Collected data:
Content starts

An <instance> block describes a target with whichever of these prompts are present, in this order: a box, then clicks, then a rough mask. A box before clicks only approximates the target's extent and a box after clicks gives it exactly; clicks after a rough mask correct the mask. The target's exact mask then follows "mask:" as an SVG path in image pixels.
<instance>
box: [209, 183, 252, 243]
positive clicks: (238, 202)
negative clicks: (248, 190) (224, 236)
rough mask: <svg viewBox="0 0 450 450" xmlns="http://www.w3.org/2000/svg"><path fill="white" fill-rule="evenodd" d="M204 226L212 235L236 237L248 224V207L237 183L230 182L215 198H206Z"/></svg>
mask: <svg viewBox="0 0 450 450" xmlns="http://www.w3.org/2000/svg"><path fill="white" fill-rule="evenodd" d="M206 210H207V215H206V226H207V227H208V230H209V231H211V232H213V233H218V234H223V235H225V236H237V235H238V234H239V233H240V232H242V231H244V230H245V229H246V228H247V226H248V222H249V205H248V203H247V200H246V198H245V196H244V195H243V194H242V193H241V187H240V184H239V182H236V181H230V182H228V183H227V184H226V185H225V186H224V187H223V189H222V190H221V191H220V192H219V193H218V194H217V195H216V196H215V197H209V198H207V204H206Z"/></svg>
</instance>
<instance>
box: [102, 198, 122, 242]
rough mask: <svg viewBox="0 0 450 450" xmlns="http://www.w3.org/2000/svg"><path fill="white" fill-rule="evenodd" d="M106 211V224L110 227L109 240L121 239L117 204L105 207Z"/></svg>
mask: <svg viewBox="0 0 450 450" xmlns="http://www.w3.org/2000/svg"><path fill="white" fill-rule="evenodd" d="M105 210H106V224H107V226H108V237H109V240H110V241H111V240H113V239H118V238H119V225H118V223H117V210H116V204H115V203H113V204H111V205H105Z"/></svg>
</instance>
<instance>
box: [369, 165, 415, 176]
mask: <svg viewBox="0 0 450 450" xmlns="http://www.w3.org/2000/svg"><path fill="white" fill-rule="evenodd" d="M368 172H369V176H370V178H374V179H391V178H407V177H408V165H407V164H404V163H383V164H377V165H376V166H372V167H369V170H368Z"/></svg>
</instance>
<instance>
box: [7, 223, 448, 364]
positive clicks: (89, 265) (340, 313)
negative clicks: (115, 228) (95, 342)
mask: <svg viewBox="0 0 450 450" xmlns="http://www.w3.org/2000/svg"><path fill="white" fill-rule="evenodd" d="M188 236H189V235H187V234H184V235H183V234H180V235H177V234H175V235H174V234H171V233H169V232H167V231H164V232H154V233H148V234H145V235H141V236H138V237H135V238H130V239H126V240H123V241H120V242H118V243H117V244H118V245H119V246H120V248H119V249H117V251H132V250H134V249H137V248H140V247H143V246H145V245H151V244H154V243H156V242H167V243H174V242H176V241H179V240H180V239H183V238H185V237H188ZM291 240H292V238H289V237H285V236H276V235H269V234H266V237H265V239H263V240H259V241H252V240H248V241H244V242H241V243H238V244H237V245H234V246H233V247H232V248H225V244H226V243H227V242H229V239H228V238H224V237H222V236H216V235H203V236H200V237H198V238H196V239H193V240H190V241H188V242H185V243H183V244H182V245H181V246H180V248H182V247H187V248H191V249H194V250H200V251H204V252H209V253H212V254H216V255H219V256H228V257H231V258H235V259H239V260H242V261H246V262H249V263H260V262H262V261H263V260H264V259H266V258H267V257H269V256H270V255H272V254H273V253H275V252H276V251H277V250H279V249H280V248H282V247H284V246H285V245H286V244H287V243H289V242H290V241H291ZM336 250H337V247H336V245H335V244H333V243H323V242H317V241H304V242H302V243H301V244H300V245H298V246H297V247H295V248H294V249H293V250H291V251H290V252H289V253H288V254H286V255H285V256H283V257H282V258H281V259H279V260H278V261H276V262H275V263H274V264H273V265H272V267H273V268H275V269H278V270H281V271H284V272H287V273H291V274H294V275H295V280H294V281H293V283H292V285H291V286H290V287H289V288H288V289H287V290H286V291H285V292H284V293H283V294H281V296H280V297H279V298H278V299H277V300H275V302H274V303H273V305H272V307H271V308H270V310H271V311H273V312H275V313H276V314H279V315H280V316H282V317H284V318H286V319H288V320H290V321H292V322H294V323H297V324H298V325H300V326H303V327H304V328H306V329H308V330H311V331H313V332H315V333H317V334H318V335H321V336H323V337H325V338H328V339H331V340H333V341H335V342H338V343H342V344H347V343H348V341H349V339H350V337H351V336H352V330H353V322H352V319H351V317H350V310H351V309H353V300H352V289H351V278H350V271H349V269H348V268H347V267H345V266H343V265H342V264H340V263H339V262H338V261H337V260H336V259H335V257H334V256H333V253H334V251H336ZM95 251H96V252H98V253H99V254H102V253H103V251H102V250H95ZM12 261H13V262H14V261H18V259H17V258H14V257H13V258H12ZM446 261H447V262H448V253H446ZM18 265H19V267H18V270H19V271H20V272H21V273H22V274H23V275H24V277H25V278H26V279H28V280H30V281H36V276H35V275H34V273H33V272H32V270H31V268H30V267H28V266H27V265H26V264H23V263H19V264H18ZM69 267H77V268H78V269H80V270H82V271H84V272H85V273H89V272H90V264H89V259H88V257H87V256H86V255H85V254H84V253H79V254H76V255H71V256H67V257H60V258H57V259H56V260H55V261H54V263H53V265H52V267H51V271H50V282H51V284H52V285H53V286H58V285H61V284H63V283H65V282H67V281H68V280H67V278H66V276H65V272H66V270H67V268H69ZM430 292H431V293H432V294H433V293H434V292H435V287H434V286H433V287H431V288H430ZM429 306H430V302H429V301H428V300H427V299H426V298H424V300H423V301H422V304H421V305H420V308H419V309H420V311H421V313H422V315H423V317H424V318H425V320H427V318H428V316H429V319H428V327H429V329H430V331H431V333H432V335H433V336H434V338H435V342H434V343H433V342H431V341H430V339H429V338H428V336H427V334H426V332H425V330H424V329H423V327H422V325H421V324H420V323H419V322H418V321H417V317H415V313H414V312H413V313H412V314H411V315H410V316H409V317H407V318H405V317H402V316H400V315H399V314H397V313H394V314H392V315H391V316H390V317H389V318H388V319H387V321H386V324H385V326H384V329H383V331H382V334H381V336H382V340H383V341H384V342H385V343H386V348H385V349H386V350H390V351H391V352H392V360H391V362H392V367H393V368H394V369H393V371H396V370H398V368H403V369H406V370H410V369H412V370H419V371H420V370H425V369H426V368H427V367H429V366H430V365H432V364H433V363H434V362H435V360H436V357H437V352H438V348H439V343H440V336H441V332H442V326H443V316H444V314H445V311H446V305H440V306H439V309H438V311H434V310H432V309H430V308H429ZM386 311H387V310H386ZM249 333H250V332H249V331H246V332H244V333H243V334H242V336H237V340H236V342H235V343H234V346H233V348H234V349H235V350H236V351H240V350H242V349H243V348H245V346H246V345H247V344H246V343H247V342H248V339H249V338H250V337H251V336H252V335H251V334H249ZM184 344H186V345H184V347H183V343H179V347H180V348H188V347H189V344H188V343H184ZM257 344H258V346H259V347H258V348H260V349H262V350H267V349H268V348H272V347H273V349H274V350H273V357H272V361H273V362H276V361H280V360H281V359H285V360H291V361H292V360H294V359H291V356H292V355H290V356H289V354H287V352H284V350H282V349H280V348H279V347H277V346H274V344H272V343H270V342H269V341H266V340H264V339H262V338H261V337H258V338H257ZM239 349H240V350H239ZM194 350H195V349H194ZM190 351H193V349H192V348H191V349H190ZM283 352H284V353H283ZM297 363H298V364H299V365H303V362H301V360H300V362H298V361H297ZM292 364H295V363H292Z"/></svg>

Content ends

▶ _Exercise requirements_
Rewrite the entire listing above as a numbered list with one line per entry, omitting any blank lines.

▶ _Result of the task_
1. An <instance> block describes a target with whichever of these prompts are present, in this order: a box, then clicks, then a rough mask. A box before clicks only approximates the target's extent and a box after clicks gives it exactly; clicks after a rough mask correct the mask. The target's exact mask then follows "mask:" as an SVG path in image pixels.
2. <instance>
3. box: [209, 183, 252, 243]
4. positive clicks: (238, 202)
5. negative clicks: (248, 190) (224, 236)
6. rough mask: <svg viewBox="0 0 450 450" xmlns="http://www.w3.org/2000/svg"><path fill="white" fill-rule="evenodd" d="M204 226L212 235L236 237L248 224V207L237 183L230 182L215 198H206Z"/></svg>
7. mask: <svg viewBox="0 0 450 450" xmlns="http://www.w3.org/2000/svg"><path fill="white" fill-rule="evenodd" d="M206 210H207V215H206V226H207V227H208V230H209V231H211V232H213V233H218V234H223V235H225V236H237V235H238V234H239V233H240V232H242V231H244V230H245V229H246V228H247V226H248V222H249V205H248V203H247V200H246V198H245V196H244V195H243V194H242V193H241V187H240V184H239V182H236V181H230V182H228V183H227V184H226V185H225V186H224V187H223V189H222V190H221V191H220V192H219V193H218V194H217V195H216V196H215V197H209V198H207V204H206Z"/></svg>
8. </instance>
9. <instance>
10. box: [102, 198, 122, 242]
11. rough mask: <svg viewBox="0 0 450 450" xmlns="http://www.w3.org/2000/svg"><path fill="white" fill-rule="evenodd" d="M106 211V224L110 227L109 240L121 239L117 204L105 207Z"/></svg>
12. mask: <svg viewBox="0 0 450 450" xmlns="http://www.w3.org/2000/svg"><path fill="white" fill-rule="evenodd" d="M105 210H106V224H107V226H108V237H109V240H110V241H111V240H113V239H118V238H119V225H118V223H117V210H116V204H115V203H113V204H111V205H105Z"/></svg>
13. </instance>
14. <instance>
15. box: [369, 165, 415, 176]
16. mask: <svg viewBox="0 0 450 450" xmlns="http://www.w3.org/2000/svg"><path fill="white" fill-rule="evenodd" d="M368 172H369V176H370V178H374V179H391V178H407V177H408V165H407V164H404V163H383V164H377V165H376V166H372V167H369V170H368Z"/></svg>
17. </instance>
18. <instance>
19. box: [7, 223, 448, 364]
20. positive clicks: (89, 265) (340, 313)
21. negative clicks: (115, 228) (95, 342)
22. mask: <svg viewBox="0 0 450 450" xmlns="http://www.w3.org/2000/svg"><path fill="white" fill-rule="evenodd" d="M188 236H189V235H187V234H184V235H183V234H180V235H177V234H175V235H174V234H171V233H169V232H167V231H164V232H154V233H148V234H145V235H141V236H138V237H135V238H130V239H126V240H123V241H120V242H118V243H117V244H118V245H119V246H120V248H119V249H117V251H132V250H134V249H137V248H140V247H143V246H145V245H151V244H154V243H156V242H167V243H174V242H176V241H179V240H180V239H183V238H185V237H188ZM291 240H292V238H289V237H285V236H276V235H269V234H266V237H265V239H263V240H259V241H252V240H248V241H244V242H241V243H238V244H237V245H234V246H233V247H232V248H225V244H226V243H227V242H229V239H228V238H224V237H222V236H216V235H203V236H200V237H198V238H196V239H193V240H190V241H188V242H185V243H183V244H182V245H181V246H180V248H182V247H187V248H191V249H194V250H200V251H204V252H209V253H212V254H216V255H219V256H228V257H231V258H235V259H239V260H242V261H246V262H249V263H260V262H262V261H263V260H264V259H266V258H267V257H269V256H270V255H272V254H273V253H275V252H276V251H277V250H279V249H280V248H282V247H284V246H285V245H286V244H287V243H289V242H290V241H291ZM336 250H337V247H336V245H335V244H333V243H323V242H317V241H304V242H302V243H301V244H300V245H298V246H297V247H295V248H294V249H293V250H291V251H290V252H289V253H288V254H286V255H285V256H283V257H282V258H281V259H279V260H278V261H276V262H275V263H274V264H273V265H272V267H273V268H275V269H278V270H281V271H284V272H287V273H291V274H294V275H295V280H294V281H293V283H292V285H291V286H290V287H289V288H288V289H287V290H286V291H285V292H284V293H283V294H281V296H280V297H279V298H278V299H277V300H275V302H274V303H273V305H272V307H271V308H270V310H271V311H273V312H275V313H276V314H279V315H280V316H282V317H284V318H286V319H288V320H290V321H292V322H294V323H297V324H298V325H300V326H303V327H304V328H306V329H308V330H311V331H313V332H315V333H317V334H318V335H321V336H323V337H325V338H328V339H331V340H333V341H335V342H338V343H342V344H347V343H348V341H349V339H350V337H351V336H352V330H353V322H352V319H351V317H350V310H351V309H353V300H352V289H351V278H350V271H349V269H348V268H347V267H345V266H343V265H342V264H340V263H339V262H338V261H337V260H336V259H335V257H334V256H333V253H334V251H336ZM95 251H96V252H98V253H99V254H102V253H103V251H102V250H95ZM12 261H13V262H14V261H18V259H17V258H14V257H13V258H12ZM446 261H447V262H448V253H446ZM18 265H19V267H18V270H19V271H20V272H21V273H22V274H23V275H24V277H25V278H26V279H28V280H30V281H36V276H35V275H34V273H33V272H32V270H31V268H30V267H28V266H27V265H26V264H23V263H19V264H18ZM69 267H77V268H78V269H80V270H82V271H84V272H85V273H89V272H90V264H89V259H88V257H87V256H86V255H85V254H84V253H79V254H76V255H71V256H67V257H60V258H57V259H56V260H55V261H54V263H53V265H52V267H51V271H50V282H51V284H52V285H53V286H58V285H61V284H63V283H65V282H67V281H68V280H67V278H66V276H65V272H66V270H67V268H69ZM430 292H431V293H432V294H433V293H434V292H435V287H434V286H433V287H431V288H430ZM429 306H430V302H429V301H428V300H427V299H426V298H424V300H423V301H422V304H421V305H420V308H419V309H420V311H421V313H422V315H423V317H424V318H425V320H427V318H428V316H429V319H428V327H429V329H430V331H431V333H432V335H433V336H434V338H435V342H434V343H433V342H431V341H430V339H429V338H428V336H427V334H426V332H425V330H424V329H423V327H422V325H421V324H420V323H419V322H418V321H417V317H415V313H414V312H413V313H412V314H411V315H410V316H409V317H407V318H405V317H402V316H400V315H399V314H397V313H394V314H392V315H391V316H390V317H389V318H388V319H387V321H386V324H385V326H384V329H383V331H382V334H381V336H382V340H383V341H384V342H385V343H386V348H385V349H386V350H390V351H391V352H392V360H391V362H392V367H393V368H394V369H393V371H396V370H398V368H403V369H406V370H410V369H412V370H419V371H420V370H425V369H426V368H427V367H429V366H430V365H432V364H433V363H434V362H435V360H436V357H437V352H438V348H439V343H440V336H441V332H442V326H443V316H444V314H445V311H446V305H440V306H439V309H438V311H434V310H432V309H430V308H429ZM386 311H387V310H386ZM249 333H250V332H249V331H246V332H244V333H243V334H242V336H237V340H236V342H235V343H234V346H233V348H234V349H235V350H236V351H240V350H242V349H243V348H245V346H246V345H247V344H246V343H247V342H248V339H249V338H250V337H251V336H252V335H251V334H249ZM184 344H186V345H184V347H183V343H179V347H180V348H188V347H189V344H188V343H184ZM257 344H258V346H259V347H258V348H260V349H262V350H267V349H268V348H272V347H273V349H274V350H273V357H272V361H273V362H276V361H280V360H281V359H285V360H291V361H292V360H294V359H291V356H292V355H290V356H289V354H287V352H284V350H282V349H280V348H279V347H277V346H274V344H272V343H270V342H269V341H266V340H264V339H262V338H261V337H258V338H257ZM239 349H240V350H239ZM194 350H195V349H194ZM190 351H193V349H192V348H191V349H190ZM283 352H284V353H283ZM297 363H298V364H299V365H303V362H301V360H300V362H298V361H297ZM292 364H295V363H292Z"/></svg>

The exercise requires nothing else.